# [Stated task]
Gather every line below that contains the word "black". Case matters, so match capital and lowercase letters precisely.

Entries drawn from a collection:
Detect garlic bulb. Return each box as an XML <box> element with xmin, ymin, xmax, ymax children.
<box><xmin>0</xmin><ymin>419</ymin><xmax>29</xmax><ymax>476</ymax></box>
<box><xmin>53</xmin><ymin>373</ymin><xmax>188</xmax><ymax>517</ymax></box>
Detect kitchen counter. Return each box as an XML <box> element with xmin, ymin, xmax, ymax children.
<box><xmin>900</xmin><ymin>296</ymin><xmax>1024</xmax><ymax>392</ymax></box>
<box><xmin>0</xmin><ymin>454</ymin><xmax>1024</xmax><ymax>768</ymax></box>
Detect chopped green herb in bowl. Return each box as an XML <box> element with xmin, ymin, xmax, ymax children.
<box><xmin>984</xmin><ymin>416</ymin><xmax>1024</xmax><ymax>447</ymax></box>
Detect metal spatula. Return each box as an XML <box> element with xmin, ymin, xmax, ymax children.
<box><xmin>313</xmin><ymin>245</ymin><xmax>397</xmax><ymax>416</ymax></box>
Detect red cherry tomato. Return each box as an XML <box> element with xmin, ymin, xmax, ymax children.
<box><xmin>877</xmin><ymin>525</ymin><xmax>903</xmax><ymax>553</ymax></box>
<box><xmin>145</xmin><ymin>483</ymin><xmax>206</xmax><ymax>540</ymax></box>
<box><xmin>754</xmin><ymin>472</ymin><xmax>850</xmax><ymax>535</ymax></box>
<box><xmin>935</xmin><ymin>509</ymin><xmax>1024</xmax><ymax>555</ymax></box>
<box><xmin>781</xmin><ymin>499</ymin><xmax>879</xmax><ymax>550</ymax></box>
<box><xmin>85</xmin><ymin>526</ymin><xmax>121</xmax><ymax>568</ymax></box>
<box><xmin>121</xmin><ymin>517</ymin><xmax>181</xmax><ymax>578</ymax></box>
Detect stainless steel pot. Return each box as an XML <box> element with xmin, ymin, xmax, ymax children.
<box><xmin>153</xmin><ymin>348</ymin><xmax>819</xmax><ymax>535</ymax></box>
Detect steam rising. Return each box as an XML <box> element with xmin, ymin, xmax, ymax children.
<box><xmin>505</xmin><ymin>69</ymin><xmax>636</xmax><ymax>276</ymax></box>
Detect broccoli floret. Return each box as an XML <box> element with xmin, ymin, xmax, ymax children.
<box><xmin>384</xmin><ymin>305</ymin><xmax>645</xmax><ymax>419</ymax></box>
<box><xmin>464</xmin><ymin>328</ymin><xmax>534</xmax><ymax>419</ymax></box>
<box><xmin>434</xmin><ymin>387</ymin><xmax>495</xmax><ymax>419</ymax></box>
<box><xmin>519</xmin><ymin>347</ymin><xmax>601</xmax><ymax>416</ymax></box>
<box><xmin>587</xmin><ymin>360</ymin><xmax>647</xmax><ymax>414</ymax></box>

...

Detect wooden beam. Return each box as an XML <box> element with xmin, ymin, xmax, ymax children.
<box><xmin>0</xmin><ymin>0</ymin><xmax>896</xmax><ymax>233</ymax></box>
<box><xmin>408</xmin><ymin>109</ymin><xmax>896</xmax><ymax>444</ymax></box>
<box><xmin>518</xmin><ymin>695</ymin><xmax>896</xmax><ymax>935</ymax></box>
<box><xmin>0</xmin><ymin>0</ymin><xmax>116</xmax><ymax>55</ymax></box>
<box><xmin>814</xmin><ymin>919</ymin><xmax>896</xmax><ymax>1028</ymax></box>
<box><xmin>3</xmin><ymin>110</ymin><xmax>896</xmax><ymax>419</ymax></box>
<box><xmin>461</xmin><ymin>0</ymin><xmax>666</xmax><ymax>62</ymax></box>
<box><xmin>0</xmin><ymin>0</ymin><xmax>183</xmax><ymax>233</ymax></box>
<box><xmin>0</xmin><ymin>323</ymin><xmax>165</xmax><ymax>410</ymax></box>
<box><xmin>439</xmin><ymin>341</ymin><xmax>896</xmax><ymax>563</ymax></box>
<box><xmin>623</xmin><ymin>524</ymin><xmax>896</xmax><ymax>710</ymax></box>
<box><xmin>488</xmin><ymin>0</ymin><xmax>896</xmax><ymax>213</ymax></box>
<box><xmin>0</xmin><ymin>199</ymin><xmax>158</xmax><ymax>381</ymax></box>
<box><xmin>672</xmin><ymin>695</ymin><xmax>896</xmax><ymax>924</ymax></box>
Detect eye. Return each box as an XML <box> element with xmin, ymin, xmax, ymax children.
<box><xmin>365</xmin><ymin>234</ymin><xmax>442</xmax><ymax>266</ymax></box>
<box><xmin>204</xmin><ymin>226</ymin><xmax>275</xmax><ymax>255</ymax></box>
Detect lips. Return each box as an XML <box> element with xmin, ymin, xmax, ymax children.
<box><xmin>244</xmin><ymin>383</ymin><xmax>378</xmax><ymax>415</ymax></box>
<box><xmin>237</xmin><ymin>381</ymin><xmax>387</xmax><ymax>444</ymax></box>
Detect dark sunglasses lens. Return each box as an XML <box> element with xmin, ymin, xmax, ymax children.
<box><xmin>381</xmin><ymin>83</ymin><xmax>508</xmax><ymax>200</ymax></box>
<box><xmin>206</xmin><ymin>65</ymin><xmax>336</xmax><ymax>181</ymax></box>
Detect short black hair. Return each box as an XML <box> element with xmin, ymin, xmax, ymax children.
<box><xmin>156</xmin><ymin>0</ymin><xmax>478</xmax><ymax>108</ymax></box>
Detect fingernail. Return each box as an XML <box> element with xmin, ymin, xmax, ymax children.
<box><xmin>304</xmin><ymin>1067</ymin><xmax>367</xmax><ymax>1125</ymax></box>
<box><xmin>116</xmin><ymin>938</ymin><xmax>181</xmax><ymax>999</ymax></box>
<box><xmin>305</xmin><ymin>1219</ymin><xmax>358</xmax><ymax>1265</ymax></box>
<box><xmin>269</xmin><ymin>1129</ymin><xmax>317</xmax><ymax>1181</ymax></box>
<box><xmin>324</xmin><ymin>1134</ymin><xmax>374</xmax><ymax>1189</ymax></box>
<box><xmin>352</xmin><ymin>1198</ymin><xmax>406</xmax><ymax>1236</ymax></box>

# [The reply]
Detect short black hair. Return each box as an XML <box> element with xmin, ymin, xmax, ymax children.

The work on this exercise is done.